**Provided data:**
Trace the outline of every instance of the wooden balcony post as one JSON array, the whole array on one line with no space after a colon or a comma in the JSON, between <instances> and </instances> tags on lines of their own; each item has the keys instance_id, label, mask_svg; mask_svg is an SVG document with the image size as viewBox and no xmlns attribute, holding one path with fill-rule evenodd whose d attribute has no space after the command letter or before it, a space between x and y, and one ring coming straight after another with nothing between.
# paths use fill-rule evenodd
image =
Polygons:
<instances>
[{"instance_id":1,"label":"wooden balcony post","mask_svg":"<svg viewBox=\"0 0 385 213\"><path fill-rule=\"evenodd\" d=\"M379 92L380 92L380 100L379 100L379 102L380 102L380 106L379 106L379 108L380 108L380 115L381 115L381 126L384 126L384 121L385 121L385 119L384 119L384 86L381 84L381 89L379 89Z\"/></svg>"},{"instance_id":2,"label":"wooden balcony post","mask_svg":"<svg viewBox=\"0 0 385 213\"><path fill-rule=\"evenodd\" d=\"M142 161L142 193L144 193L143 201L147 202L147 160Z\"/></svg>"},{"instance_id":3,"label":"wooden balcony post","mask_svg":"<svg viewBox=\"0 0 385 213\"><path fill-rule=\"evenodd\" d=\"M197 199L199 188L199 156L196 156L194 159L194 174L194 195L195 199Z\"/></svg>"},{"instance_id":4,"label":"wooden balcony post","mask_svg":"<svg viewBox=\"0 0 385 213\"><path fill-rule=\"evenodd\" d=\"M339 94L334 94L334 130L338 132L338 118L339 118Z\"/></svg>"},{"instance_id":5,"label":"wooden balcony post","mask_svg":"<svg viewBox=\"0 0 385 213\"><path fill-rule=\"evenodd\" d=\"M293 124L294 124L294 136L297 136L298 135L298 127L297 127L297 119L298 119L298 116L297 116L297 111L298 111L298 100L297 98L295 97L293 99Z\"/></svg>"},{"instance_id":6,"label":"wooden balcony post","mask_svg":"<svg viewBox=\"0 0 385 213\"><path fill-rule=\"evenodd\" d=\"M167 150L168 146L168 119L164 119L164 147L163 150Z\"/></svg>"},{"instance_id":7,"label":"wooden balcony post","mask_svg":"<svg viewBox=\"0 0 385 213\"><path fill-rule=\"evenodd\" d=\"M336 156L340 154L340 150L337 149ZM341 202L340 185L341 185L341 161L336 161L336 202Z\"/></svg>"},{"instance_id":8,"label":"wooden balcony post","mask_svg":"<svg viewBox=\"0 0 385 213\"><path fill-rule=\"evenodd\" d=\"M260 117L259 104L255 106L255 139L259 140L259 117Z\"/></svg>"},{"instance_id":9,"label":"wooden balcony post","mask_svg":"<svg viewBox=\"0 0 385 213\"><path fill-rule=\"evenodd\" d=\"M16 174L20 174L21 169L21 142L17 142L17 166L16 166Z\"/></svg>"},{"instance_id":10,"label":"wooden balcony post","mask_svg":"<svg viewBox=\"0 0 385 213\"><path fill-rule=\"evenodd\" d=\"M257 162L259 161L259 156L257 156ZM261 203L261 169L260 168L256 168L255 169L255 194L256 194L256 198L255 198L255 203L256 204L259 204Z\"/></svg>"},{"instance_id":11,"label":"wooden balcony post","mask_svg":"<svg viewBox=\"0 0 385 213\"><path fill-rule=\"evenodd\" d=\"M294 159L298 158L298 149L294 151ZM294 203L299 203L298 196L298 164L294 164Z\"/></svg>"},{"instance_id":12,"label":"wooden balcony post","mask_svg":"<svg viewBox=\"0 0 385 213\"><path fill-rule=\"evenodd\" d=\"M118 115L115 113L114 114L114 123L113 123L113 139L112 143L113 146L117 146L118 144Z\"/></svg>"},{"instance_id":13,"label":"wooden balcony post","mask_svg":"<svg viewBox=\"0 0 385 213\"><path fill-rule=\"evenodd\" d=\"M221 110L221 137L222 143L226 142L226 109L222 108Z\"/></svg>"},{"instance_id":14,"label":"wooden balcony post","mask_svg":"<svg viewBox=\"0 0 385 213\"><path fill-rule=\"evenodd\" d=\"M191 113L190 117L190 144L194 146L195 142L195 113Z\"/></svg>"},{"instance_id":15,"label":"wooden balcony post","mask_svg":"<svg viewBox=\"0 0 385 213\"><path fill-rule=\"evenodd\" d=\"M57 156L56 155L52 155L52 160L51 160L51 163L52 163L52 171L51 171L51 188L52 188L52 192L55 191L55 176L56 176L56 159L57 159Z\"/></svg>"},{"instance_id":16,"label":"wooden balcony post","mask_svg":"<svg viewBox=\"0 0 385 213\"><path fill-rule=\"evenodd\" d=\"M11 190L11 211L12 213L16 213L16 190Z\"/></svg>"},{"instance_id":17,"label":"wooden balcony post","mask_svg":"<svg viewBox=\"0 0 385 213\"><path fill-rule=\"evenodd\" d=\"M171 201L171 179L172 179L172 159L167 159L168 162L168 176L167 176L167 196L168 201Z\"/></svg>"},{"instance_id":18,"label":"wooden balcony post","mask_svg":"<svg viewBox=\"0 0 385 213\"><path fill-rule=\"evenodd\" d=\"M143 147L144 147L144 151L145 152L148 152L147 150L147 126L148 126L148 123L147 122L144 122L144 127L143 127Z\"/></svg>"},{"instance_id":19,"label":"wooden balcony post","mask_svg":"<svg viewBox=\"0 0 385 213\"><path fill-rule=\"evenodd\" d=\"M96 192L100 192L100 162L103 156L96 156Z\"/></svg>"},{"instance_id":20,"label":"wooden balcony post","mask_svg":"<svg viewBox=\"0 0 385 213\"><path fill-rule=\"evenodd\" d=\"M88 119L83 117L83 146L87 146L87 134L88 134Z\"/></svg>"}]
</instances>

**What the exercise asks:** Only the lines containing "instances" are needed; pull them out of the listing.

**Task answer:**
Trace the outline of every instance of the wooden balcony post as one JSON array, the whole array on one line with no space after a colon or a comma in the JSON, between <instances> and </instances> tags on lines of their own; each item has the keys instance_id, label, mask_svg; mask_svg is an SVG document with the image size as viewBox and no xmlns attribute, holding one path with fill-rule evenodd whose d attribute has no space after the command letter or before it, a space between x and y, and one ring coming straight after another with nothing between.
<instances>
</instances>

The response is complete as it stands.